Metin Parçası ->
____

|
T.C. DANIŞTAY
12.Dairesi
Esas: 2003/5056
Karar: 2006/1510
Karar Tarihi: 18.04.2006
İŞLEMİN İPTALİ İSTEMİ - HİZMETLİ SINIFINA MENSUP DAVACININ ATANMASI - ASKERLİK ŞARTININ YERİNE GETİRİLMEDİĞİ - DAVACININ ATANMA TARİHİNİN TAM OLARAK BİLİNEMEMESİ - ATAMA İÇİN ASKERLİK SONUNA KADAR BEKLENMESİ GEREĞİ - İSTEMİN REDDİ GEREĞİ - HÜKMÜN ONANDIĞI
ÖZET: Davacının sınava girdiği tarihte askerlikle ilgisinin bulunmayışı, askerliğin zorunlu bir kamu hizmeti oluşu, davacının atanma tarihinin tam olarak bilinememesi, askerlik dönüşü makul sürede idareye başvuruda bulunmuş olması hususları birlikte değerlendirildiğinde davacının memurluğa atanmasının diğer koşulları da mevcut olduğu takdirde atamasının askerlik sonuna kadar beklenmesi gerekmekte olup idare mahkemesince askerlikle ilgili şartları taşımadığı gerekçesi ile davanın reddi yolunda karar verilmesinde hukuka uyarlık görülmemiştir.
(657 S. K. m. 48, 62, 63)
İstemin Özeti: Ankara 8. İdare Mahkemesinin 30.5.2003 günlü, E: 2002/1290, K: 2003/668 sayılı kararının dilekçede yazılı nedenlerle temyizen incelenerek bozulması isteminden ibarettir.
Savunmanın Özeti: Temyizi istenen kararın usul ve kanuna uygun olduğu, ileri sürülen nedenlerin 2577 sayılı İdari Yargılama Usulü Kanununun 49. maddesine uymadığı, bu nedenle istemin reddi gerekeceği yolundadır.
Danıştay Tetkik Hakimi: Leyla Aktaş
Düşüncesi: Temyiz isteminin kabulü gerektiği düşünülmüştür.
Danıştay Savcısı: Ülkü Özcan
Düşüncesi: İdare ve vergi mahkemelerince verilen kararların temyizen incelenerek bozulabilmesi için, 2577 sayılı İdari Yargılama Usulü Kanununun 49 uncu maddesinin birinci fıkrasında belirtilen nedenlerin bulunması gerekmektedir.
Temyiz dilekçesinde öne sürülen hususlar, söz konusu maddede yanlı nedenlerden hiçbirisine uymadığından, istemin reddi ile temyiz edilen Mahkeme kararının onanmasının uygun olacağı düşünülmekledir.

____

Sağlanan Veriler ->

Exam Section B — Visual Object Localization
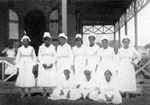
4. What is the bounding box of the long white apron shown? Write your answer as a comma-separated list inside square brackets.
[73, 45, 86, 84]
[16, 46, 36, 87]
[37, 45, 56, 87]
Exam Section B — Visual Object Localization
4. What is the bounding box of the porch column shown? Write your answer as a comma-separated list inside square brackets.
[61, 0, 67, 35]
[114, 25, 116, 48]
[118, 20, 121, 48]
[124, 12, 128, 35]
[134, 0, 138, 50]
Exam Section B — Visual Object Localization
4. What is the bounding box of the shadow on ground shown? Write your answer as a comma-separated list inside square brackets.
[0, 93, 150, 105]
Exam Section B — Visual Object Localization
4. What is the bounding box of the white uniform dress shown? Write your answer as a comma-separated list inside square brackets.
[2, 47, 16, 57]
[86, 44, 100, 74]
[2, 47, 17, 75]
[96, 46, 115, 82]
[118, 47, 141, 92]
[16, 46, 37, 87]
[37, 44, 56, 87]
[49, 75, 81, 100]
[79, 76, 98, 101]
[98, 79, 122, 104]
[57, 43, 73, 81]
[72, 45, 86, 84]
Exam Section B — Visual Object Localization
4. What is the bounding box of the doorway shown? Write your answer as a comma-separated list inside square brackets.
[24, 10, 46, 55]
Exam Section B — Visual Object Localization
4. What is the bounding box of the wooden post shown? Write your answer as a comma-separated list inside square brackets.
[118, 20, 121, 48]
[61, 0, 67, 35]
[2, 61, 5, 86]
[134, 0, 138, 50]
[124, 12, 128, 35]
[114, 25, 116, 48]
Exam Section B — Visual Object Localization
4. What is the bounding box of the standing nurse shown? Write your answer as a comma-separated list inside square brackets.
[57, 33, 73, 84]
[96, 35, 115, 80]
[37, 32, 56, 96]
[86, 33, 100, 75]
[73, 34, 86, 85]
[16, 35, 37, 97]
[118, 36, 141, 98]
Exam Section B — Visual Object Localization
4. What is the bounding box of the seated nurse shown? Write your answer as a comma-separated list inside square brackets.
[98, 70, 122, 104]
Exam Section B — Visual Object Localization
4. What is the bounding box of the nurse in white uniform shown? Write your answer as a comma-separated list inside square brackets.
[96, 35, 116, 81]
[72, 34, 86, 84]
[37, 32, 56, 97]
[118, 36, 141, 98]
[98, 70, 122, 104]
[56, 33, 73, 85]
[16, 35, 37, 97]
[80, 70, 99, 101]
[48, 69, 81, 100]
[86, 33, 100, 74]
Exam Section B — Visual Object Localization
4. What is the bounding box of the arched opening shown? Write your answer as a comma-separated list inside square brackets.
[24, 10, 46, 55]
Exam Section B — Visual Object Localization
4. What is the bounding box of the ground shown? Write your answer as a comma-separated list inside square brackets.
[0, 93, 150, 105]
[0, 84, 150, 105]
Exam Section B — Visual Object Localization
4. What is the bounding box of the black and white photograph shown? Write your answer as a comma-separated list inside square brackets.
[0, 0, 150, 105]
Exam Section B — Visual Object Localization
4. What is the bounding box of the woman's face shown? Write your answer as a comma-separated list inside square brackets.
[75, 39, 82, 47]
[44, 37, 51, 47]
[122, 39, 130, 48]
[9, 42, 13, 49]
[59, 37, 66, 46]
[105, 71, 111, 82]
[23, 38, 29, 47]
[102, 39, 108, 48]
[64, 72, 70, 80]
[89, 36, 95, 45]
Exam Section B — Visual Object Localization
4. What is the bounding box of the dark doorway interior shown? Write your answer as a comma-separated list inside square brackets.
[24, 10, 46, 55]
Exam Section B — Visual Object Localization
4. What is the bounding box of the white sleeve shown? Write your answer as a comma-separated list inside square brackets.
[133, 48, 141, 64]
[68, 46, 74, 65]
[16, 49, 21, 68]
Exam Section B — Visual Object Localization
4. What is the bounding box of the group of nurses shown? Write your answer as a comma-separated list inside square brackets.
[16, 32, 140, 103]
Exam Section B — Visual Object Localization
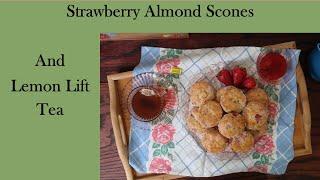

____

Yapılacak İşler ->
**a.** Aşağıdaki ifadelerin Danıştay kararıyla uyuşup uyuşmadığını belirtin; her biri için evet ya da hayır deyip karardaki belirleyici sözleri aynen alıntılayın. (i) Temyizi istenen karar Ankara 8. İdare Mahkemesine aittir. (ii) Danıştay Tetkik Hakimi, temyiz isteminin reddi gerektiği görüşündedir. (iii) Davacının, sınava girdiği tarihte askerlikle ilgisi bulunmaktaydı.
**b.** Danıştay kararında "Savunmanın Özeti: Temyizi" sözlerinden "uygun olacağı düşünülmekledir." sözlerine kadar uzanan bölümü olduğu gibi aktarın.
Kayıtların metinle hiçbir ilgisi yoktur.

Alıştırma Cevapları ->
**a.**
(i) Evet: "Ankara 8. İdare Mahkemesinin 30.5.2003 günlü, E: 2002/1290, K: 2003/668 sayılı kararının"
(ii) Hayır: "Temyiz isteminin kabulü gerektiği düşünülmüştür."
(iii) Hayır: "Davacının sınava girdiği tarihte askerlikle ilgisinin bulunmayışı"

**b.**
Savunmanın Özeti: Temyizi istenen kararın usul ve kanuna uygun olduğu, ileri sürülen nedenlerin 2577 sayılı İdari Yargılama Usulü Kanununun 49. maddesine uymadığı, bu nedenle istemin reddi gerekeceği yolundadır.
Danıştay Tetkik Hakimi: Leyla Aktaş
Düşüncesi: Temyiz isteminin kabulü gerektiği düşünülmüştür.
Danıştay Savcısı: Ülkü Özcan
Düşüncesi: İdare ve vergi mahkemelerince verilen kararların temyizen incelenerek bozulabilmesi için, 2577 sayılı İdari Yargılama Usulü Kanununun 49 uncu maddesinin birinci fıkrasında belirtilen nedenlerin bulunması gerekmektedir.
Temyiz dilekçesinde öne sürülen hususlar, söz konusu maddede yanlı nedenlerden hiçbirisine uymadığından, istemin reddi ile temyiz edilen Mahkeme kararının onanmasının uygun olacağı düşünülmekledir.